• **PROVIDED ENTRIES**
+++++

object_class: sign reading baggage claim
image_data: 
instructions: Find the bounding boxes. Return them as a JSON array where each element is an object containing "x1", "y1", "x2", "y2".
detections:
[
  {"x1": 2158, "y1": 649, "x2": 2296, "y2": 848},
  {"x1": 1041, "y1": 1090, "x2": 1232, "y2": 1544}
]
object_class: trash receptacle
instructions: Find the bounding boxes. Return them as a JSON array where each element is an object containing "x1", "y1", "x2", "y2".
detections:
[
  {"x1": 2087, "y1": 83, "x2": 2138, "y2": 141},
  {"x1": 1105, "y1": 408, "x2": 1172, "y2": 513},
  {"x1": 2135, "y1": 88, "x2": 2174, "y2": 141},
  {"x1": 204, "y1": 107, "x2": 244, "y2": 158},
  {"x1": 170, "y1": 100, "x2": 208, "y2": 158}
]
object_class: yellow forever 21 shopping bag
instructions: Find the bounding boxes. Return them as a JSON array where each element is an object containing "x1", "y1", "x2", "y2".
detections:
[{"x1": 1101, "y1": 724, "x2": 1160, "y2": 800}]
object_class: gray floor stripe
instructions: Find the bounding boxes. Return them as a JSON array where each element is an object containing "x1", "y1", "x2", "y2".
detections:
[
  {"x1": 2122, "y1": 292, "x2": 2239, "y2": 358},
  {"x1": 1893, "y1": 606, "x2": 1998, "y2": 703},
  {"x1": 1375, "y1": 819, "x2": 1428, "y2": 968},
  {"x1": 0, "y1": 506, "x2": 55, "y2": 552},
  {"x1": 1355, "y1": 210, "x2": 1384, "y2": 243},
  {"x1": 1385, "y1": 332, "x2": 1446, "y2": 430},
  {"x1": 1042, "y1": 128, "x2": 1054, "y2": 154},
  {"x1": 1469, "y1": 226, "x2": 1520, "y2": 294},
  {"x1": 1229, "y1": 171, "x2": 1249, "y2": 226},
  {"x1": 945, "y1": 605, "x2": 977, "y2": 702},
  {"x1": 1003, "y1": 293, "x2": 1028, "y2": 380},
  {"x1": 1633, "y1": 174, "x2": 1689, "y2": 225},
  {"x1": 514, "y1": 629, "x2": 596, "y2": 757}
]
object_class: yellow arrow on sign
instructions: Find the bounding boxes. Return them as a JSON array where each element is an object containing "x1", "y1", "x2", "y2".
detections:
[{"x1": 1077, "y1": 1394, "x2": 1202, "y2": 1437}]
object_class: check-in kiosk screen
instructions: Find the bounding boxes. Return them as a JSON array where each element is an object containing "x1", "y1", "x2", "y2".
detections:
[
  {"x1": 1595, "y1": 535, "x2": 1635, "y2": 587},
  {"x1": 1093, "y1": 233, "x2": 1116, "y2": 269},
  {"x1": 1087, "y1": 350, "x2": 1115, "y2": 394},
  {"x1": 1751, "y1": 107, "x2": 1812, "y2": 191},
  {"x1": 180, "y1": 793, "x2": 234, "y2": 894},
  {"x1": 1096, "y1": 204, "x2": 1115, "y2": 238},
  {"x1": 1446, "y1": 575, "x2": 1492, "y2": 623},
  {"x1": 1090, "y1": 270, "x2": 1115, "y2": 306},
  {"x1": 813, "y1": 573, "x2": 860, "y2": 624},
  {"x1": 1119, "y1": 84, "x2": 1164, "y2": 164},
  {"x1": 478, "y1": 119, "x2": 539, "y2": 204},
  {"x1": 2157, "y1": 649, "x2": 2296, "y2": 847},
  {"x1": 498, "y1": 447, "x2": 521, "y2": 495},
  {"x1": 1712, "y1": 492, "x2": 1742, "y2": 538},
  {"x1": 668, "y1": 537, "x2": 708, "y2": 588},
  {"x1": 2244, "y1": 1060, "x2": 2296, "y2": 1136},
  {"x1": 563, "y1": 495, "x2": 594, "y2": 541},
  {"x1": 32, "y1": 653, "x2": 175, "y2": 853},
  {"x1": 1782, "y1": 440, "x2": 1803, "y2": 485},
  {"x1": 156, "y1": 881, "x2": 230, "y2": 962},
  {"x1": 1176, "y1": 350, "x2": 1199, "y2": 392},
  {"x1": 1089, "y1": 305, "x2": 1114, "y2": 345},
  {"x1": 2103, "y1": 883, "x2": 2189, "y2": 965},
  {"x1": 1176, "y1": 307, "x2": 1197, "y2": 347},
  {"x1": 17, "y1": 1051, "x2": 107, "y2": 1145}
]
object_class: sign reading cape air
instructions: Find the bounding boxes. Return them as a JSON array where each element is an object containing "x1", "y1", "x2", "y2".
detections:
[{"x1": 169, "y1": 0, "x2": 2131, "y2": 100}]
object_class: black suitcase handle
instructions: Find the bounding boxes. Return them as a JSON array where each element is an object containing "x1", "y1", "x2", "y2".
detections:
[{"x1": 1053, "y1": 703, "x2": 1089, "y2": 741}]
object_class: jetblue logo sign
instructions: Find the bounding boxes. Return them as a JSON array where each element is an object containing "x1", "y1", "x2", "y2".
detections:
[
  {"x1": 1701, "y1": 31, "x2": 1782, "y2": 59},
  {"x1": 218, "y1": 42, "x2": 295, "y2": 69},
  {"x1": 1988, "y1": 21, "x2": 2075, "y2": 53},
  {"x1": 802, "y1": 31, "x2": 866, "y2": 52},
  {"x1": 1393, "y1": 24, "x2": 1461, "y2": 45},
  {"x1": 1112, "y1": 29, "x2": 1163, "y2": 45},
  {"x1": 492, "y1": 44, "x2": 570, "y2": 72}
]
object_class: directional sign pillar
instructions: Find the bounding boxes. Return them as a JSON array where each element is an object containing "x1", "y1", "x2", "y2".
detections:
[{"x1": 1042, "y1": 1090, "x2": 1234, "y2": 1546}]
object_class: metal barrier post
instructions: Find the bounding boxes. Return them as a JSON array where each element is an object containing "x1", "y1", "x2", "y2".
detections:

+++++

• **EXERCISE INSTRUCTIONS**
Go through the entries and copy each line holding the string "reading".

• **SOLUTION TO THIS EXERCISE**
object_class: sign reading baggage claim
object_class: sign reading cape air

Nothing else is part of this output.